▶ [DOCUMENT PASSAGE]:
————————
As an Indian would say, the NBA-wallahs are coming. The Basketball-wallahs are here. (wallah: Hindi & Urdu – a person who is associated with a particular work or who performs a specific duty or service -- usually used in combination [with another word]: Merriam-Webster) For the past few years, the NBA has accelerated its interest in promoting basketball in India – it seems a logical step at a huge Asian market after the NBA’s successes in China. I got a chance to interview NBA’s Director of Basketball Operations in India, Troy Justice, and as I sat down to write and share the NBA’s vision through him, this most basic of questions struck me.
Does India really need basketball?
India has long been a ‘one-sport’ nation, a nation where the majority of our money, talent, TV spots, sponsorships, results, superstars, loyal fans, crazed fans, media, scandals, congratulations, criticisms, successes, failures, hard work, corruption, headlines, breaking news, scoreboards, painted faces, flags, idols, Facebook status updates, Twitter Trending Topics, and heated conversations in chai-shops and in train compartments involve cricket and only cricket. Every other sport in the country has been overshadowed by cricket…
… And when it hasn’t, there still doesn’t seem to be space for basketball in our history. When an Indian sports magazine released a special list of 101 Milestones in Indian Sporting History, nowhere amongst the “good, bad, and ugly” of events in our history is there sign of basketball, amongst a list that included Cricket, Field Hockey, Football, Shooting, Chess, Billiards, Badminton, Tennis, Track & Field, Wrestling, Mountaineering, Swimming, Golf, Volleyball, Snooker, Cycling, Weightlifting, Boxing, Table-Tennis, and Formula One Racing.
Yes, Table friggin Tennis.
————————
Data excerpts
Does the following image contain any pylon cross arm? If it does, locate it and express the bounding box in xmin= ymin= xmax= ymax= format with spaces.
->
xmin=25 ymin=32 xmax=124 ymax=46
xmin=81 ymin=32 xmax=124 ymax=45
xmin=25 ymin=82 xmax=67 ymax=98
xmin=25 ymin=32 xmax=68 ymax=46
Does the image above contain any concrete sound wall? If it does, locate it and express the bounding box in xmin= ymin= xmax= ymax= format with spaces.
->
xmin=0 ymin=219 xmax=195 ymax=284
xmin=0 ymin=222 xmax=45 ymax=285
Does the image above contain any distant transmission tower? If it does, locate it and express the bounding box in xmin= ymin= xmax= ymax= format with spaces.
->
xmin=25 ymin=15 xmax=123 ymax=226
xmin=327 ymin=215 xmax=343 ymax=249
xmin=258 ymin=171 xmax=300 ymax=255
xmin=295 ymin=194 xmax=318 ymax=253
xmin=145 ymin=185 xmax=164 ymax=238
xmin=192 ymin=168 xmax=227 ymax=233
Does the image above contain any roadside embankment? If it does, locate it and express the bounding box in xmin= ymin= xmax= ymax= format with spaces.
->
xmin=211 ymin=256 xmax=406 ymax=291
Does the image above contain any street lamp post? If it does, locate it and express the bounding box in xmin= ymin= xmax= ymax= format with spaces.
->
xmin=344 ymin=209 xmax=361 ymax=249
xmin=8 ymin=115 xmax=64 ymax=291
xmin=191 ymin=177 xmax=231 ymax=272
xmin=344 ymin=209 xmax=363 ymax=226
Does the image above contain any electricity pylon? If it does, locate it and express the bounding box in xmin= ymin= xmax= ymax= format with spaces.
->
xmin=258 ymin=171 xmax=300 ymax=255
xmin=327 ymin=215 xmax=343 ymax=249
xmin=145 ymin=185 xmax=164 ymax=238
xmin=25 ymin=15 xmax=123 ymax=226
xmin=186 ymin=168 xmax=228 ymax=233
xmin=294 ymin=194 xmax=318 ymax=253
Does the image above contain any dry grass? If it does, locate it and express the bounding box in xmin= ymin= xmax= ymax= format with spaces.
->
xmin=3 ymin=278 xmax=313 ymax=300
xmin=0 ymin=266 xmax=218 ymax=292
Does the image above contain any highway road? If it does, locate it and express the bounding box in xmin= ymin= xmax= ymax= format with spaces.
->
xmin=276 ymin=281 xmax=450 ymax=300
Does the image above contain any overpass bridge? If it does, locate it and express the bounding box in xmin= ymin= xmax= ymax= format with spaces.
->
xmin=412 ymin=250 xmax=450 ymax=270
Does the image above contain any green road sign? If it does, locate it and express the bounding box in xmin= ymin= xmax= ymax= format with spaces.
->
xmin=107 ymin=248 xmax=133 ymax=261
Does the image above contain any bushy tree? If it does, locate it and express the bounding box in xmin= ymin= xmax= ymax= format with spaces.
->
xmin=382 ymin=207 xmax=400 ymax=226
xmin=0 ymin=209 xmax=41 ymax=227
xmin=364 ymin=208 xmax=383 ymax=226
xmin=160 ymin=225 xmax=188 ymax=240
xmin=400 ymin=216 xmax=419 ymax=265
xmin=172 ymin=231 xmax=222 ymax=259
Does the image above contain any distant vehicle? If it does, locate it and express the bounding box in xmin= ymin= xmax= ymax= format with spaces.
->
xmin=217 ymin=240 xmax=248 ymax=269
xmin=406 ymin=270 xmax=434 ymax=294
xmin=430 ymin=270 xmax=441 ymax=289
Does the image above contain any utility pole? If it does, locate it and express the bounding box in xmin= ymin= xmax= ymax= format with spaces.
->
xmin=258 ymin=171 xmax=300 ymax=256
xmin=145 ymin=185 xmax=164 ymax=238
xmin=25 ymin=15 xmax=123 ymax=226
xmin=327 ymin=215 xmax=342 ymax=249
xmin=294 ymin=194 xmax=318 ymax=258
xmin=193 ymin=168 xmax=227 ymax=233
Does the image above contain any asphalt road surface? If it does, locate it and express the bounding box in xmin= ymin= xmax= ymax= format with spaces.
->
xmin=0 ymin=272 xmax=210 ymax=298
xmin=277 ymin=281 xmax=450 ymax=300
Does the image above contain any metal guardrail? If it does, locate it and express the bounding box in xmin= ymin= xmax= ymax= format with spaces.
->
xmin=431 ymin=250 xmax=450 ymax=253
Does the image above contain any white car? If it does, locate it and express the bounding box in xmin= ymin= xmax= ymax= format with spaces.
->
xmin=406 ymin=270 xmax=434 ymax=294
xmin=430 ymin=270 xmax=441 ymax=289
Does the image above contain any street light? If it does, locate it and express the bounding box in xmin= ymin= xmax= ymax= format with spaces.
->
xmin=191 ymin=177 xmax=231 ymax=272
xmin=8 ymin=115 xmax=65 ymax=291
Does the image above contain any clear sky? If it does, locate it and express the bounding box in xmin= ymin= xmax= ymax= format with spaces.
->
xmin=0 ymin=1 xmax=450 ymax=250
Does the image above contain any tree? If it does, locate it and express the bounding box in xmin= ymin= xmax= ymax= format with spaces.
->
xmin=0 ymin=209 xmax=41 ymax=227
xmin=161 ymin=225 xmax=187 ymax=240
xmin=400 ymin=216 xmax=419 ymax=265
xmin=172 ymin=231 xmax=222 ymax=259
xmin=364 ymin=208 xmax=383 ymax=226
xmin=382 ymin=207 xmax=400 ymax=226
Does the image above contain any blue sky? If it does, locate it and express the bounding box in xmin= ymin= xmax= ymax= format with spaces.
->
————————
Extend the essay on basketball in India, picking up right after its final line. The records come from a separate source.

Not to say that basketball in India hasn’t had its own memorable milestones – they have just been insignificant when compared to other sports. Particularly cricket.
But the more I spoke to Troy Justice, the more I began to believe that this was about to change. In all my years as a basketball fan, player, and recently, as a writer, I have never felt more optimistic about the future of basketball in India. And this movement towards change is ready to take-off astronomically with the arrival of Justice and the NBA-wallahs. The time that basketball scores a major milestone in Indian sports history is not too far off…
Justice has been involved with bringing basketball to India in different capacities for nearly two decades. For 15 years, he worked for ‘Athletes in Action – Basketball’ in various capacities as a professional international player, head coach, and Director of Basketball. In the early 90s, he brought a team from the US to India to compete against the national team, clubs, and universities. He has been returning to India over the past 19 years with teams from the USA to play competitive games, run coaching clinics and basketball camps. When he began working with the NBA, it made perfect sense for the association to choose him to lead basketball operations in India.
“India has been giving signals of its development globally,” said Justice, “Not just in sport, but in terms of its expanding economy and infrastructure. The world understands the country’s growth, and it is a natural process for the NBA to come here as the league continues to develop a global platform.”
“India is a sport loving and passionate country – Basketball can and will be successful here.”
The biggest venture that the NBA is involved with in India is the Mahindra-NBA Challenge – a multi-city, community-based, recreational league. The league began in Mumbai on April 17th, and after seven weeks, will be concluding this weekend with its playoffs, an All-Star game, Shooting Competitions, and the Championship Games. It involves a youth and an adult division has and attracted more than 1000 basketball enthusiasts in Mumbai.
What is perhaps more important in the programme are the training through which Justice and others have been teaching basketball fundamentals to the participants. Justice will next be overseeing similar Mahindra-NBA challenge programmes in two more Indian cities in the coming months: Bangalore and Ludhiana.
Justice has been involved in holding coaching clinics throughout the country, through which he is looking to train and develop NBA coaches at the grassroots level. He was in the city of Nagpur most recently holding a clinic with around 50 coaches. Coaching development is an important issue that the NBA is hoping to engage with deeper – India has no shortage of basketball coaches, but a constant complaint has always been that the coaching styles, tactics, and philosophy hasn’t evolved positively over the years.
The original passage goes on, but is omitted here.